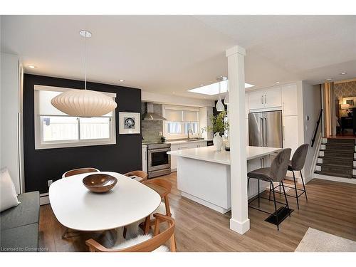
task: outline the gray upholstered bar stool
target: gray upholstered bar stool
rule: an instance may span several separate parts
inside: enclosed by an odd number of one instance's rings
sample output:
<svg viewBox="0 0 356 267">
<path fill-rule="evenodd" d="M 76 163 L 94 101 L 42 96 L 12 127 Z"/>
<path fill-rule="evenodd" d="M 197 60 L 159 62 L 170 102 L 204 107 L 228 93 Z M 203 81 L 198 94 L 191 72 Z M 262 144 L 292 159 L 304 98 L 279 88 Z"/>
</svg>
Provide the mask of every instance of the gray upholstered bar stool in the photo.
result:
<svg viewBox="0 0 356 267">
<path fill-rule="evenodd" d="M 250 179 L 257 179 L 258 181 L 258 194 L 257 198 L 252 199 L 248 201 L 248 204 L 251 204 L 252 201 L 258 199 L 258 208 L 260 207 L 260 199 L 268 199 L 268 198 L 260 197 L 260 180 L 263 180 L 268 182 L 271 185 L 271 188 L 272 189 L 272 192 L 273 194 L 273 202 L 274 202 L 274 214 L 268 212 L 266 211 L 256 208 L 254 206 L 248 205 L 249 207 L 252 209 L 257 209 L 260 211 L 263 211 L 271 214 L 276 217 L 276 222 L 277 224 L 277 229 L 279 230 L 279 222 L 280 219 L 283 219 L 282 218 L 278 218 L 278 213 L 277 212 L 277 203 L 281 204 L 283 205 L 286 205 L 286 207 L 288 209 L 288 214 L 290 216 L 290 210 L 289 209 L 288 201 L 287 199 L 287 196 L 286 194 L 286 191 L 284 190 L 284 184 L 283 179 L 286 178 L 286 175 L 287 174 L 287 169 L 288 167 L 289 159 L 290 158 L 290 148 L 286 148 L 282 150 L 276 157 L 276 158 L 272 162 L 270 167 L 266 168 L 260 168 L 255 169 L 252 172 L 250 172 L 247 174 L 248 180 L 247 180 L 247 189 L 248 190 L 249 182 Z M 283 189 L 284 197 L 286 199 L 286 203 L 279 202 L 276 200 L 276 194 L 274 192 L 274 186 L 273 182 L 281 182 L 282 184 L 282 187 Z"/>
<path fill-rule="evenodd" d="M 305 163 L 305 159 L 307 157 L 308 147 L 309 147 L 308 144 L 303 144 L 300 145 L 298 148 L 297 148 L 297 150 L 295 150 L 292 157 L 292 160 L 289 161 L 289 164 L 288 164 L 288 171 L 291 171 L 293 172 L 294 187 L 289 187 L 288 185 L 286 185 L 285 187 L 294 189 L 294 191 L 295 192 L 295 196 L 293 196 L 290 194 L 287 194 L 287 196 L 297 199 L 298 209 L 299 209 L 299 201 L 298 201 L 299 197 L 305 194 L 305 199 L 308 201 L 307 192 L 305 190 L 305 184 L 304 184 L 304 180 L 303 179 L 302 169 L 304 167 L 304 164 Z M 300 179 L 302 180 L 302 184 L 303 184 L 303 189 L 299 189 L 298 188 L 297 188 L 295 174 L 294 174 L 295 171 L 297 172 L 299 171 L 299 173 L 300 174 Z M 281 189 L 279 190 L 279 192 L 281 192 Z M 298 194 L 298 192 L 301 192 L 301 193 Z"/>
</svg>

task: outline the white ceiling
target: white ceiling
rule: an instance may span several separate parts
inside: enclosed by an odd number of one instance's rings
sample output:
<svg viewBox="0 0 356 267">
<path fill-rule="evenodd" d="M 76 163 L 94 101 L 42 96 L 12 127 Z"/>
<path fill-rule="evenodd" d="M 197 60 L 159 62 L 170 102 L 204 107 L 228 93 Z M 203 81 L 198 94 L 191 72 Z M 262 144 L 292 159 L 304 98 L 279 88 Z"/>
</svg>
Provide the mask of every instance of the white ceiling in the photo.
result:
<svg viewBox="0 0 356 267">
<path fill-rule="evenodd" d="M 236 44 L 256 88 L 356 77 L 356 16 L 2 16 L 1 51 L 38 67 L 27 73 L 83 79 L 83 28 L 89 80 L 149 92 L 203 98 L 187 90 L 226 75 Z"/>
</svg>

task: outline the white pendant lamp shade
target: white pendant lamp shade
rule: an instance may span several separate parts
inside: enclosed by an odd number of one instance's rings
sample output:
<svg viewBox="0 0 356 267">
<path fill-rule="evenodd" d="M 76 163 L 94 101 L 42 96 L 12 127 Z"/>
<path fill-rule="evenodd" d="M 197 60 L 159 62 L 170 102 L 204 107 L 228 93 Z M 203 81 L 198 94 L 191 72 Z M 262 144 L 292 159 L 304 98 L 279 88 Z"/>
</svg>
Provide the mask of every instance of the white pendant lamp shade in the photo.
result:
<svg viewBox="0 0 356 267">
<path fill-rule="evenodd" d="M 220 89 L 221 89 L 221 83 L 222 80 L 225 80 L 225 76 L 219 76 L 216 77 L 216 80 L 219 80 L 219 100 L 218 102 L 216 102 L 216 105 L 215 108 L 216 108 L 217 111 L 224 111 L 225 110 L 225 107 L 224 106 L 224 104 L 222 103 L 221 101 L 221 97 L 220 96 Z"/>
<path fill-rule="evenodd" d="M 225 97 L 225 98 L 224 99 L 224 103 L 225 103 L 225 105 L 229 105 L 229 91 L 226 93 L 226 96 Z"/>
<path fill-rule="evenodd" d="M 112 98 L 91 90 L 71 90 L 52 98 L 51 103 L 70 116 L 100 117 L 116 108 Z"/>
<path fill-rule="evenodd" d="M 222 103 L 221 98 L 220 98 L 220 96 L 219 97 L 219 100 L 218 100 L 218 102 L 216 103 L 216 108 L 217 111 L 225 110 L 225 107 L 224 106 L 224 104 Z"/>
<path fill-rule="evenodd" d="M 90 38 L 90 31 L 83 30 L 79 34 L 84 37 L 85 90 L 74 89 L 62 93 L 52 98 L 53 107 L 70 116 L 100 117 L 114 110 L 117 104 L 112 98 L 102 93 L 87 90 L 86 39 Z"/>
</svg>

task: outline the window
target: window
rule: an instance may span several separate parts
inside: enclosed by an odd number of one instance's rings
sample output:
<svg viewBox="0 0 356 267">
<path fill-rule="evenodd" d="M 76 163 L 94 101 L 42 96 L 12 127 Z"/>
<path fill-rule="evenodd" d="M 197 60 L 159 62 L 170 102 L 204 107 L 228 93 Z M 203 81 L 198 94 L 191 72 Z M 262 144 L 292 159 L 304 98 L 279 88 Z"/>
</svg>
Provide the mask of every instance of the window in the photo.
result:
<svg viewBox="0 0 356 267">
<path fill-rule="evenodd" d="M 115 144 L 115 112 L 96 117 L 70 117 L 51 104 L 53 98 L 68 90 L 71 89 L 35 85 L 35 148 Z"/>
<path fill-rule="evenodd" d="M 199 134 L 199 108 L 179 106 L 163 106 L 164 135 L 167 139 L 197 137 Z"/>
</svg>

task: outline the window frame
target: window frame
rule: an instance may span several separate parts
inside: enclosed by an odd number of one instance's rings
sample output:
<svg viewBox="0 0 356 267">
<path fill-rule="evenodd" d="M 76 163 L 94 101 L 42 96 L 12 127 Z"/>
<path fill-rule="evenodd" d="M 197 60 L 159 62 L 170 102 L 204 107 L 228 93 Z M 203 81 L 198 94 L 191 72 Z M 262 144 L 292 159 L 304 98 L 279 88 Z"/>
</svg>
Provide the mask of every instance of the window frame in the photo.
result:
<svg viewBox="0 0 356 267">
<path fill-rule="evenodd" d="M 55 92 L 66 92 L 75 88 L 65 88 L 54 86 L 46 85 L 34 85 L 34 130 L 35 130 L 35 150 L 46 150 L 53 148 L 64 148 L 64 147 L 87 147 L 92 145 L 115 145 L 116 144 L 116 120 L 115 120 L 115 110 L 112 111 L 112 116 L 102 116 L 110 118 L 110 129 L 109 129 L 109 138 L 101 139 L 86 139 L 86 140 L 70 140 L 62 141 L 43 141 L 43 125 L 41 119 L 41 116 L 48 117 L 72 117 L 68 115 L 46 115 L 39 114 L 39 103 L 38 103 L 38 91 L 55 91 Z M 101 92 L 111 98 L 116 98 L 116 94 L 112 93 Z M 78 120 L 78 137 L 80 137 L 80 117 L 77 117 Z"/>
<path fill-rule="evenodd" d="M 197 112 L 197 121 L 169 121 L 169 120 L 164 120 L 163 121 L 163 135 L 167 138 L 167 140 L 175 140 L 175 139 L 183 139 L 187 138 L 187 135 L 184 133 L 185 132 L 185 122 L 197 122 L 198 126 L 198 131 L 196 134 L 190 135 L 190 137 L 197 137 L 199 135 L 199 132 L 200 131 L 200 121 L 199 121 L 199 108 L 195 107 L 187 107 L 187 106 L 178 106 L 178 105 L 162 105 L 162 115 L 163 117 L 165 117 L 166 115 L 166 109 L 167 110 L 182 110 L 182 111 L 194 111 Z M 183 118 L 183 116 L 182 116 Z M 169 134 L 167 130 L 167 122 L 178 122 L 182 125 L 182 133 L 181 134 Z"/>
</svg>

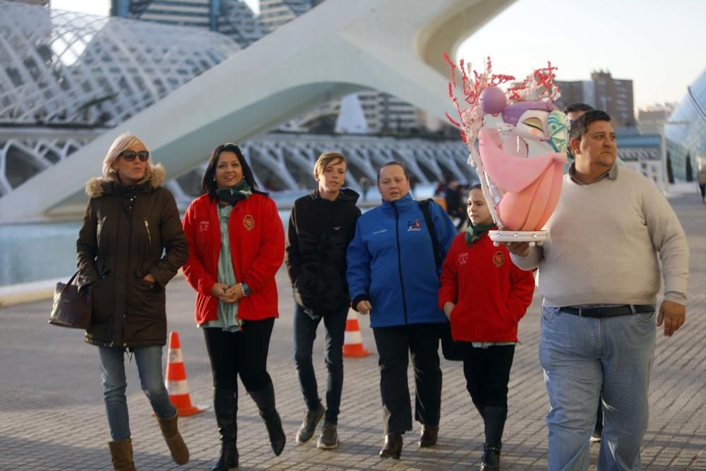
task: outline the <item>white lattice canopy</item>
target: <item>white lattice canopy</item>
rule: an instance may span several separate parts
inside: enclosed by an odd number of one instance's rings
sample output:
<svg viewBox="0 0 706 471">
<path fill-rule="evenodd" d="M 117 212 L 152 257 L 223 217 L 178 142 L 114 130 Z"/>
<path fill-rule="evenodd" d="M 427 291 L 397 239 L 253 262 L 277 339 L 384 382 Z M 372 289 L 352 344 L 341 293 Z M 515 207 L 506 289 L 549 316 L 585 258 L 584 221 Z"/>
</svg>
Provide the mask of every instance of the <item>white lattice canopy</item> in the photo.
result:
<svg viewBox="0 0 706 471">
<path fill-rule="evenodd" d="M 239 49 L 196 28 L 0 1 L 0 125 L 116 126 Z"/>
</svg>

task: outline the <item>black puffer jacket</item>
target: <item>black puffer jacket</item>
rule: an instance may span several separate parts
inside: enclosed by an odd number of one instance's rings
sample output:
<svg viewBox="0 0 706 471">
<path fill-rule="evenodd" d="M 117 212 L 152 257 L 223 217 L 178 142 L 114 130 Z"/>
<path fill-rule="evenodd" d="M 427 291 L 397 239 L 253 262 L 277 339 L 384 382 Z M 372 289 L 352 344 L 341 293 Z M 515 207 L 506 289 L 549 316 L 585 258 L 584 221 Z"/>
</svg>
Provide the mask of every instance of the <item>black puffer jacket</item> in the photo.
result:
<svg viewBox="0 0 706 471">
<path fill-rule="evenodd" d="M 334 201 L 318 190 L 294 201 L 287 231 L 285 264 L 294 301 L 325 315 L 350 304 L 346 282 L 346 249 L 360 210 L 358 193 L 344 189 Z"/>
<path fill-rule="evenodd" d="M 90 285 L 93 299 L 88 343 L 167 342 L 164 287 L 186 261 L 189 245 L 174 198 L 161 187 L 164 175 L 161 167 L 152 167 L 137 185 L 99 178 L 86 184 L 90 200 L 76 247 L 79 284 Z M 143 280 L 148 273 L 156 283 Z"/>
</svg>

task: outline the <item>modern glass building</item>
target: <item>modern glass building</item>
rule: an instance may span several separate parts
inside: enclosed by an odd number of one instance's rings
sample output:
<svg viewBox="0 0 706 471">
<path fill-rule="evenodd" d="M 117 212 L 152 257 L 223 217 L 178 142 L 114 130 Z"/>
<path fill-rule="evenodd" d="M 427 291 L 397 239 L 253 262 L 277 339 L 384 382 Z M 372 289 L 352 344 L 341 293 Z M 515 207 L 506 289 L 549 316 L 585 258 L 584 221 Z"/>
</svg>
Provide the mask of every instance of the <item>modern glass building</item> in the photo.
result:
<svg viewBox="0 0 706 471">
<path fill-rule="evenodd" d="M 706 69 L 687 87 L 684 98 L 664 124 L 664 136 L 674 178 L 689 179 L 690 169 L 695 179 L 698 159 L 706 159 Z"/>
<path fill-rule="evenodd" d="M 270 28 L 241 0 L 112 0 L 110 14 L 223 33 L 246 47 Z"/>
</svg>

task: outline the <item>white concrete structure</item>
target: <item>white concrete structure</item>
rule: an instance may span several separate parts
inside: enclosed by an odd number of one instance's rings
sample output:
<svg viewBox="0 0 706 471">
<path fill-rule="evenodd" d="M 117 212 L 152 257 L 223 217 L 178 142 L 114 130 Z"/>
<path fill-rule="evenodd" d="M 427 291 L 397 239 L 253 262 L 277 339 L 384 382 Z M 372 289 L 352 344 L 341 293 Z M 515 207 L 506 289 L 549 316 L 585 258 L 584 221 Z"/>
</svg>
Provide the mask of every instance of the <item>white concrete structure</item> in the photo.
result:
<svg viewBox="0 0 706 471">
<path fill-rule="evenodd" d="M 443 117 L 450 106 L 443 53 L 453 56 L 513 1 L 328 0 L 0 198 L 0 220 L 47 214 L 72 196 L 85 201 L 79 189 L 124 130 L 145 141 L 171 177 L 217 143 L 247 139 L 364 88 Z"/>
</svg>

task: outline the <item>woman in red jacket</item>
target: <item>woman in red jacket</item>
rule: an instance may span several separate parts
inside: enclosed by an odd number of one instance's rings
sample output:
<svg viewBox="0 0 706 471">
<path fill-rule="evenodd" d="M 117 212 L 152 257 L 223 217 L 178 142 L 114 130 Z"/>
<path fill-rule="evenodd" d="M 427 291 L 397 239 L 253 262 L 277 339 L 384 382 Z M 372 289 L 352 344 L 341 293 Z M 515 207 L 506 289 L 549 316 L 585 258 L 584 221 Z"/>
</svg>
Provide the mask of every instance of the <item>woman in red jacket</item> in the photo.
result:
<svg viewBox="0 0 706 471">
<path fill-rule="evenodd" d="M 221 455 L 212 470 L 220 471 L 238 466 L 238 375 L 260 410 L 273 451 L 279 455 L 285 448 L 267 371 L 285 235 L 275 202 L 258 191 L 235 144 L 213 150 L 201 192 L 184 218 L 189 245 L 184 273 L 197 292 L 196 324 L 203 328 L 213 374 Z"/>
<path fill-rule="evenodd" d="M 471 188 L 467 210 L 468 229 L 454 239 L 443 263 L 439 307 L 463 345 L 466 388 L 485 424 L 481 470 L 498 470 L 517 323 L 532 302 L 534 279 L 488 237 L 495 225 L 480 185 Z"/>
</svg>

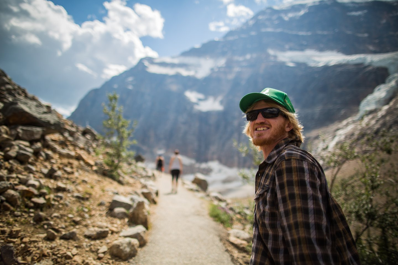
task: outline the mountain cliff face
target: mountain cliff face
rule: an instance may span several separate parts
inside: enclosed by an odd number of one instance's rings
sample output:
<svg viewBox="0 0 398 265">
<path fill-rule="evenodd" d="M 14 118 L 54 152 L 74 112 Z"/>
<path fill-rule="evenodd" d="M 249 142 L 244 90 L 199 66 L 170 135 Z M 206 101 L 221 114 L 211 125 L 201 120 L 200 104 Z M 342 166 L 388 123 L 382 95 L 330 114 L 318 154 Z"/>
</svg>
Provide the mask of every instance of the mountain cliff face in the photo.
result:
<svg viewBox="0 0 398 265">
<path fill-rule="evenodd" d="M 232 144 L 247 141 L 243 95 L 266 87 L 286 91 L 304 134 L 356 115 L 398 72 L 398 17 L 397 1 L 267 8 L 220 40 L 176 57 L 142 59 L 91 90 L 70 118 L 101 132 L 101 103 L 115 90 L 125 118 L 138 121 L 140 153 L 178 148 L 199 162 L 247 165 Z"/>
</svg>

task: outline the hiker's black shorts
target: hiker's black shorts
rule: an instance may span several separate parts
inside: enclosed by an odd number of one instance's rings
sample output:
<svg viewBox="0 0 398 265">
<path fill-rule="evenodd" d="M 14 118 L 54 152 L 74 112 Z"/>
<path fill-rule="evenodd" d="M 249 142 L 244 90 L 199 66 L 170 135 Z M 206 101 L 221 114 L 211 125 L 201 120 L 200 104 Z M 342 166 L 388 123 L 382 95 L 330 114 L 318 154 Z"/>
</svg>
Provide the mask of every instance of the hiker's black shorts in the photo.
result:
<svg viewBox="0 0 398 265">
<path fill-rule="evenodd" d="M 172 181 L 174 180 L 176 177 L 176 182 L 178 181 L 178 177 L 180 177 L 180 170 L 173 170 L 171 171 Z"/>
</svg>

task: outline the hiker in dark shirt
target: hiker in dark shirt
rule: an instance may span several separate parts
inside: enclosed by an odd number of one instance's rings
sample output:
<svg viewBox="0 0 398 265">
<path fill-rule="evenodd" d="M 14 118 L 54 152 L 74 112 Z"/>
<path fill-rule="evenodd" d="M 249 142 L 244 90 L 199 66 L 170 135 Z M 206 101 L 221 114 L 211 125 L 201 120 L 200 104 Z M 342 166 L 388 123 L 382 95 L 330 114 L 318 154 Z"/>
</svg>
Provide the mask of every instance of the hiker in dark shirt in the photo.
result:
<svg viewBox="0 0 398 265">
<path fill-rule="evenodd" d="M 156 158 L 156 170 L 160 172 L 163 172 L 165 170 L 165 161 L 162 156 L 158 156 Z"/>
<path fill-rule="evenodd" d="M 288 95 L 267 88 L 240 100 L 244 130 L 262 151 L 256 175 L 251 265 L 360 264 L 343 212 L 303 137 Z"/>
</svg>

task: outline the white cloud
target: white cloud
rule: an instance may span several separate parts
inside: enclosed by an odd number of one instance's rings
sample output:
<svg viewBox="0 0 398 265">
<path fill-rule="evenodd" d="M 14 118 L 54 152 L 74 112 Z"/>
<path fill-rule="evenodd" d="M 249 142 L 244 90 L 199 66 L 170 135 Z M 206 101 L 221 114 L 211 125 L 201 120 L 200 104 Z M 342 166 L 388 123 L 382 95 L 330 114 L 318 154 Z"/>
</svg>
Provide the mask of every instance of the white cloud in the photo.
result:
<svg viewBox="0 0 398 265">
<path fill-rule="evenodd" d="M 204 95 L 196 91 L 187 90 L 184 92 L 184 94 L 193 103 L 198 103 L 199 100 L 202 100 L 205 98 Z"/>
<path fill-rule="evenodd" d="M 124 65 L 110 64 L 103 70 L 101 77 L 104 79 L 109 79 L 112 77 L 121 74 L 126 70 L 127 68 Z"/>
<path fill-rule="evenodd" d="M 129 7 L 124 0 L 103 6 L 103 22 L 80 25 L 48 0 L 1 0 L 0 47 L 7 56 L 0 55 L 0 65 L 29 92 L 66 108 L 141 58 L 158 56 L 140 39 L 163 38 L 158 11 L 139 3 Z M 18 65 L 24 65 L 23 73 Z"/>
<path fill-rule="evenodd" d="M 224 4 L 228 4 L 229 3 L 233 2 L 234 0 L 220 0 Z"/>
<path fill-rule="evenodd" d="M 84 64 L 77 63 L 75 65 L 75 66 L 76 67 L 78 68 L 78 69 L 79 70 L 82 71 L 83 72 L 85 72 L 87 73 L 87 74 L 89 74 L 91 75 L 92 76 L 93 76 L 94 77 L 97 77 L 97 74 L 94 73 L 93 71 L 93 70 L 92 70 L 91 69 L 90 69 L 90 68 L 89 68 L 88 67 L 87 67 L 87 66 L 86 66 Z"/>
<path fill-rule="evenodd" d="M 234 3 L 230 3 L 227 6 L 227 15 L 231 17 L 237 16 L 250 17 L 253 14 L 253 11 L 250 8 L 241 4 L 236 5 Z"/>
<path fill-rule="evenodd" d="M 229 31 L 229 27 L 225 25 L 223 21 L 213 21 L 208 24 L 208 29 L 211 31 L 224 32 Z"/>
</svg>

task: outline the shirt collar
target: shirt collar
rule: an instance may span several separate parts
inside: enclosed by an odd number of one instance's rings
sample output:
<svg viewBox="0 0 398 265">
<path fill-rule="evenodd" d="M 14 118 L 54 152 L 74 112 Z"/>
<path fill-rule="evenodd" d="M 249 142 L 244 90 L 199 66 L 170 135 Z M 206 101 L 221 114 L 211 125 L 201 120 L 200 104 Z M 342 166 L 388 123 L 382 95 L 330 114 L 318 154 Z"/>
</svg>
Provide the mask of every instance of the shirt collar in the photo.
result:
<svg viewBox="0 0 398 265">
<path fill-rule="evenodd" d="M 264 161 L 268 164 L 271 164 L 275 162 L 277 158 L 279 156 L 279 154 L 285 148 L 285 147 L 288 144 L 292 144 L 298 147 L 299 147 L 301 144 L 301 141 L 300 141 L 298 139 L 298 137 L 297 137 L 294 139 L 285 138 L 283 139 L 275 146 L 275 147 L 271 151 L 268 157 Z"/>
</svg>

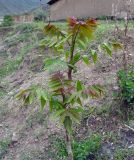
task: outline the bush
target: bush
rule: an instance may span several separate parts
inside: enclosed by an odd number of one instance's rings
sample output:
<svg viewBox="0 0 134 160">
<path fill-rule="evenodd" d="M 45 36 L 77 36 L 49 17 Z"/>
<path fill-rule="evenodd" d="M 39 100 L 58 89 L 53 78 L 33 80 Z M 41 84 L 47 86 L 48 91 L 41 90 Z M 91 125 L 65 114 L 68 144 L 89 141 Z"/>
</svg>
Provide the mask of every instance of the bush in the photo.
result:
<svg viewBox="0 0 134 160">
<path fill-rule="evenodd" d="M 12 26 L 13 25 L 13 18 L 11 16 L 4 16 L 4 20 L 2 26 Z"/>
<path fill-rule="evenodd" d="M 126 107 L 134 105 L 134 71 L 124 70 L 118 72 L 119 87 L 121 89 L 120 98 Z"/>
<path fill-rule="evenodd" d="M 93 135 L 81 142 L 75 141 L 73 143 L 74 160 L 86 160 L 91 157 L 95 158 L 100 147 L 101 137 L 99 135 Z"/>
<path fill-rule="evenodd" d="M 52 139 L 52 148 L 56 149 L 56 159 L 64 160 L 67 158 L 67 150 L 66 150 L 66 144 L 63 139 L 56 138 L 55 140 Z M 73 141 L 72 144 L 73 147 L 73 154 L 74 154 L 74 160 L 86 160 L 95 158 L 97 156 L 98 150 L 101 147 L 101 136 L 96 134 L 91 136 L 90 138 L 87 138 L 82 141 Z"/>
</svg>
#####
Collect every line above that contains the word "face", counting a match only when the case is the same.

Completed exercise |
task: outline the mountain cliff face
target: mountain cliff face
Provide the mask of every instance of the mountain cliff face in the photo.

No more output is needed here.